__Entries supplied__:
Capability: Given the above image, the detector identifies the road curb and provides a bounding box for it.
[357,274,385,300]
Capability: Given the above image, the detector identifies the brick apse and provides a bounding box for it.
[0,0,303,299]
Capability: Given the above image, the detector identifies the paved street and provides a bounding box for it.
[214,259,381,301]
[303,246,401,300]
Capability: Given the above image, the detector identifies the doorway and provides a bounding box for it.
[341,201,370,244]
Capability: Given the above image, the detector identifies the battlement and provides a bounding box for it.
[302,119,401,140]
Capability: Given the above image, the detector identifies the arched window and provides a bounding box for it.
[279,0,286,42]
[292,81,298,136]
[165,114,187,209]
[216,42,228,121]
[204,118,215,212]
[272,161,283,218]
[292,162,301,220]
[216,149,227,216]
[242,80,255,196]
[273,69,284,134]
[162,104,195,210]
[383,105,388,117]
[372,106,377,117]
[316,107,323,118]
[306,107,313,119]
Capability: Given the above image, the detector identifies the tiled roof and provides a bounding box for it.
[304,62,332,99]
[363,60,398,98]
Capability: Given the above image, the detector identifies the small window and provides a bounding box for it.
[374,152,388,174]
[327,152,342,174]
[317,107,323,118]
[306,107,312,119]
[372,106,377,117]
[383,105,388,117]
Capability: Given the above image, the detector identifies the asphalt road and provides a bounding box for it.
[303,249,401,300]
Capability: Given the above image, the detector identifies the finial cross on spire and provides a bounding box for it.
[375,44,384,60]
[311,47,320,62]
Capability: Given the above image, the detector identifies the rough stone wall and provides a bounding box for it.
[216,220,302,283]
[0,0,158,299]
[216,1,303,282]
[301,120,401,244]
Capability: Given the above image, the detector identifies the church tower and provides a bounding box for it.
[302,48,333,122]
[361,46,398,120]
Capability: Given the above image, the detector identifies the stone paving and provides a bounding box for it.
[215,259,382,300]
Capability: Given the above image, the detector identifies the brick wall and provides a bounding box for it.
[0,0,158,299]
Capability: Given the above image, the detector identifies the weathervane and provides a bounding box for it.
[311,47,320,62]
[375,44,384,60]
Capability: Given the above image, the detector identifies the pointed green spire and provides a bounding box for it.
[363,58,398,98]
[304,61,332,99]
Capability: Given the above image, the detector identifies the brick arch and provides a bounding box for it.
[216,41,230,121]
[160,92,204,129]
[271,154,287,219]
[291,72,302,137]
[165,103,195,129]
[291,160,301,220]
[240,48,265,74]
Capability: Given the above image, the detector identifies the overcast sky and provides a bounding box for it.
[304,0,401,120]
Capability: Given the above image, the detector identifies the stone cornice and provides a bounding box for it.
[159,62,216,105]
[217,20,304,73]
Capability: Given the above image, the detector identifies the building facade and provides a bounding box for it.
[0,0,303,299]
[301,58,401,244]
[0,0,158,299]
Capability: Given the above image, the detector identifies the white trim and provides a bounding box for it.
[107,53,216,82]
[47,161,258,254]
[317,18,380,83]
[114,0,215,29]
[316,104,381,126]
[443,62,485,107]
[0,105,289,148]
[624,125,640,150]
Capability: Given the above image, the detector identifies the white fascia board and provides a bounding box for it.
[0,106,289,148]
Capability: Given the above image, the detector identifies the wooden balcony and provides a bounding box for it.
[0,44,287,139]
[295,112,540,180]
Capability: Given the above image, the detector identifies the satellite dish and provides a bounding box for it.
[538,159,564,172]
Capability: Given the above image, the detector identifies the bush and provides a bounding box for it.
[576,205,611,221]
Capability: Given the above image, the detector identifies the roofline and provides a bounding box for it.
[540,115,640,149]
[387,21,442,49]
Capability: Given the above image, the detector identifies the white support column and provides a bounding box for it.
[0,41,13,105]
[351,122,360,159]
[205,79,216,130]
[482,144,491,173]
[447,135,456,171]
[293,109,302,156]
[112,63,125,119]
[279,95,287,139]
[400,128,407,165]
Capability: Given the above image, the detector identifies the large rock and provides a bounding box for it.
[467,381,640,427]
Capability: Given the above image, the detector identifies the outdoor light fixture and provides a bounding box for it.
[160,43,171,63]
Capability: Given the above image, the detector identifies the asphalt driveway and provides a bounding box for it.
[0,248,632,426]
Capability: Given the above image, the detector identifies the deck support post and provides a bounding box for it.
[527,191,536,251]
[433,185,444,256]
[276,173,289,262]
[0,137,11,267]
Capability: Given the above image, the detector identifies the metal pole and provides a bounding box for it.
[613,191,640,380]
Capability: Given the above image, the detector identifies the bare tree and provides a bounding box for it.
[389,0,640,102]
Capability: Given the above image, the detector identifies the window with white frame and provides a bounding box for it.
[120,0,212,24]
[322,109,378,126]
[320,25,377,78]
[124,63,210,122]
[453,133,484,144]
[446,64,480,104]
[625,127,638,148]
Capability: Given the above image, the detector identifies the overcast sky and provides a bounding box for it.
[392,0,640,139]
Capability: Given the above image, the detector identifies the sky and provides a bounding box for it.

__Goal of the exercise__: Update every one of the entries above by replacing "detector" with "locator" wherever it occurs, and leave all other text unchanged.

__Result below__:
Capability: Given the above image, the locator identifies the road curb and provides a bounding box for it.
[357,274,385,300]
Capability: Given the above image, the locator identifies the brick apse and provides a bounding box for it.
[0,0,303,299]
Capability: Given the above image, the locator identifies the paved street and provides a bounding box for it.
[214,259,381,301]
[303,246,401,300]
Capability: Given the above image, the locator identifies the doorway and provides a bounding box for it.
[341,201,370,244]
Capability: Given the above image, the locator identifies the battlement and provides a bounding box for it.
[302,119,401,140]
Capability: Given the above image, the locator identifies the arched window and provides a bounding box for it.
[279,0,286,42]
[292,81,298,136]
[165,114,187,209]
[216,42,228,121]
[204,118,215,212]
[272,161,283,218]
[292,162,301,220]
[216,149,227,216]
[242,80,255,196]
[273,69,284,134]
[162,104,195,210]
[383,105,388,117]
[372,106,377,117]
[316,107,323,118]
[306,107,313,119]
Capability: Given the above image, the locator identifies the tiled roof and provides a bounding box for it.
[304,62,332,99]
[363,60,398,98]
Capability: Given the above image, the locator identifies the small window and provides a bounding box for it.
[374,152,388,174]
[327,152,342,174]
[317,107,323,118]
[306,107,312,119]
[372,106,377,117]
[383,105,388,117]
Capability: Given the above image, the locator identifies the asphalt road and provides a bounding box for it.
[303,249,401,300]
Capability: Given the above image, the locator identifies the finial cross on spire and provides a bounding box for it.
[375,44,384,60]
[311,47,320,62]
Capability: Given the above image, the locator identifies the rough stone wall and provides a bounding box for it.
[216,220,302,283]
[0,0,158,299]
[216,1,303,282]
[301,120,401,244]
Capability: Given the above image, the locator identifies the church tower and provides a bounding box for it.
[302,48,333,122]
[361,46,398,120]
Capability: Given the above image, the locator identifies the stone paving and provides a bounding box for it.
[215,259,382,300]
Capability: Given the above image, the locator identifies the brick wall and provides a bounding box for it.
[0,0,158,299]
Capability: Given the above image, the locator identifies the weathervane and provides a bounding box for it.
[311,47,320,62]
[375,44,384,60]
Capability: Given the above image, the locator identifies the pointed green spire and provides a bounding box for it.
[363,58,398,98]
[304,61,332,99]
Capability: Given the above image, the locator identifies the brick arch and provides a bounding box for it.
[216,41,230,121]
[160,92,204,129]
[271,154,287,219]
[291,72,302,137]
[165,103,195,129]
[291,160,301,220]
[240,48,265,74]
Capability: Given the above image, the locator identifies the overcast sky and provides a bounding box for it.
[304,0,401,120]
Capability: Given the above image, the locator identifies the stone cornice and provides a bounding box for it.
[159,62,216,105]
[217,20,304,73]
Capability: Given the above image, the locator identifies the building facade and provides a bounding box for it.
[0,0,303,299]
[301,58,401,244]
[0,0,158,299]
Capability: Given the above image, the locator identifies the white trim and provides a bounding box for it.
[107,53,216,82]
[47,161,258,254]
[317,18,380,83]
[114,0,215,29]
[316,104,381,126]
[443,62,485,107]
[0,105,289,148]
[624,125,640,150]
Capability: Given the above image, the locator identifies the white fascia board and provides a bounding box for it.
[0,106,289,148]
Capability: Given the above image, the locator identifies the wooden balcony and provides a bounding box for it.
[0,44,287,139]
[295,112,540,180]
Capability: Given the above image, the locator identifies the satellite dish and provides a bounding box for it.
[538,159,564,172]
Capability: Given the above image, the locator identifies the bush and provides a bounding box for it.
[576,205,611,221]
Capability: Given the above image, the locator identifies the roofline and provides a bounding box for it.
[540,115,640,149]
[387,21,442,49]
Capability: Given the above image, the locator identifies the white support column and provides a bounding box for it.
[0,41,13,105]
[351,122,360,159]
[205,79,216,130]
[482,144,491,173]
[447,135,456,171]
[293,109,302,156]
[112,63,125,119]
[279,95,287,139]
[400,128,407,165]
Capability: Given the above image, the locator identifies the large rock and provides a bounding box for it.
[467,381,640,427]
Capability: Given the above image, the locator identifies the outdoor light fixture and provides a bounding box for it.
[160,43,171,63]
Capability: Given the above image, the locator identifies the asphalt driveway and provides a bounding box for it.
[0,248,632,426]
Capability: Given the above image, the locator identifies the deck support post and provides a bounding box for it.
[527,191,536,251]
[433,185,444,256]
[276,173,289,262]
[0,137,11,267]
Capability: Given the above image, the locator identifies the metal pole and provides a bounding box for it.
[613,191,640,380]
Capability: Given the above image, the locator identifies the bare tree and provides a bounding box for it.
[389,0,640,102]
Capability: Given the above image, the locator identifies the window with white frame and provides a bounding box for it.
[120,0,212,24]
[322,109,378,126]
[320,25,377,78]
[124,63,210,122]
[453,133,484,144]
[446,64,480,104]
[625,127,638,148]
Capability: Given the above image, the locator identifies the overcast sky and provides a bounding box for it.
[392,0,640,139]
Capability: Given the above image, the locator identifies the sky and provides a bounding box for it.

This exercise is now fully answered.